Required work
Set down the entries that follow exactly as written, leaving out any images.

[Source data]

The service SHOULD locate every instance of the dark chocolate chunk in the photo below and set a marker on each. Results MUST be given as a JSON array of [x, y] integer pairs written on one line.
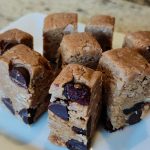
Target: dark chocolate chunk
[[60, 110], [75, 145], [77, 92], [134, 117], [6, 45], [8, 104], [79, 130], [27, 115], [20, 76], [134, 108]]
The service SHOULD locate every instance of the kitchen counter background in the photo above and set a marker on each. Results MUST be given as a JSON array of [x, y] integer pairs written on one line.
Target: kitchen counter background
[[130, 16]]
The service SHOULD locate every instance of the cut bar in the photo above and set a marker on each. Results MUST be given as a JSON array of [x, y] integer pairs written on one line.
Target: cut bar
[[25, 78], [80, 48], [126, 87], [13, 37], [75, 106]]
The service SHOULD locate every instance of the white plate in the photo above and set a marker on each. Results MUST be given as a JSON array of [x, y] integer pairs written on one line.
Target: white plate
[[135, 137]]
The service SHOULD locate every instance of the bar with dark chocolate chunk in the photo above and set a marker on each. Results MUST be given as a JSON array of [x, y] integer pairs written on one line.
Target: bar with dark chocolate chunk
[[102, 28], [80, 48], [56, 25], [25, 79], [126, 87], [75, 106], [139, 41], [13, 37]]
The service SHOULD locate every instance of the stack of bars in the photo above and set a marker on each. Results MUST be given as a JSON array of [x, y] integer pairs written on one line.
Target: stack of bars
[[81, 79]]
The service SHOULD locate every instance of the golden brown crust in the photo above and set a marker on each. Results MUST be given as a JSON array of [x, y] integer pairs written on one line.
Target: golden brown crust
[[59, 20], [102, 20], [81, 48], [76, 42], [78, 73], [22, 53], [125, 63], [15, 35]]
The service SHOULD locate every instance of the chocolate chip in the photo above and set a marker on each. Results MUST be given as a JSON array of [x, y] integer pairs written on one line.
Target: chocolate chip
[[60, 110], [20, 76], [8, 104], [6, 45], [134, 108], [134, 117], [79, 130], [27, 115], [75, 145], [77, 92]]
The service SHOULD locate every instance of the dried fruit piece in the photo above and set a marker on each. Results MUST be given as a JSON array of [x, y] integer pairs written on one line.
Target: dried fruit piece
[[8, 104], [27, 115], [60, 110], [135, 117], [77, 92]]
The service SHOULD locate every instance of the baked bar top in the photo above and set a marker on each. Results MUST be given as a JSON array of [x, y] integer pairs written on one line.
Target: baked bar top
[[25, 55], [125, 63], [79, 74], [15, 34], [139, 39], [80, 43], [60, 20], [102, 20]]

Solution to this exercise
The service SHOULD locate every instance of the dark chocolate chunk in the photo below and set a marker on each. Results MUST be given as a JSON array of [x, y] integer pairs written on one line.
Target: dark chocolate chunk
[[60, 110], [75, 145], [77, 92], [134, 117], [6, 45], [8, 104], [79, 130], [27, 115], [20, 76], [134, 108]]
The service SHOULD locate every instance of the kitchen counter background in the photo above and set a marker on each. Results MUST be given as a JSON array of [x, y] integer pairs written on one line.
Target: kitchen counter background
[[130, 16]]
The service SHOULD locate every instance of the cut bar in the photo above and set a marker on each. Results MUST be given as a JSON array of [x, y] integer pairs written on one line.
Target: cut bar
[[25, 78], [80, 48], [126, 87], [13, 37], [75, 106]]
The service SHOULD locate every instance of the white plate in the photo above and set a marker on each. Results MUST be given as a JSON array of [x, y] integer pairs written on one line.
Target: white plate
[[135, 137]]
The service SHOULD locate every instance of the bar with dark chocolate chunk in the photo above and set a marker on each. Results MUST be given as a JSON array of [x, y] integer pairs written on one line.
Target: bar with dark chocolate chunk
[[102, 28], [80, 48], [56, 25], [25, 79], [126, 87], [75, 106], [139, 41], [13, 37]]
The service SHOULD locate every instance of the stack of bars in the photo above and set a marker on each. Results MUST be given as a JSON array of [x, y] integer pairs written on one line.
Target: stack of bars
[[81, 79]]
The service SHOULD locate every instance of the golden brown crust in the photo above and set a marker on each. Results MUST be given as a JSON array of [x, y] integer pairs written on one line.
Target: golden brown crust
[[59, 20], [102, 20], [81, 48], [76, 42], [78, 73], [22, 53], [125, 63], [15, 35]]
The service SHOULD locate every instance of the chocolate chip in the photo above and set a marker on each. Results MUST be given as a JSON array of [x, y] integer pairs written on one line.
Target: chocolate chip
[[60, 110], [20, 76], [8, 104], [6, 45], [134, 108], [134, 117], [79, 130], [27, 115], [75, 145], [77, 92]]
The service SHOULD locate every instance of the dried fruit piece in the photo above and set a marker on each. Results MUST be given as a JSON array of [x, y] integer pairs written on one line.
Target: dried fruit piece
[[8, 104], [27, 115], [60, 110], [135, 117], [77, 92]]
The service SHOULD locate every instance of the baked bar top in the photo above and set a marker on each. Results MUST be given as a JSON array of [x, y] integer pairs written on one line.
Target: baked bar top
[[25, 55], [125, 63], [79, 74], [15, 34], [139, 39], [80, 43], [60, 20], [102, 20]]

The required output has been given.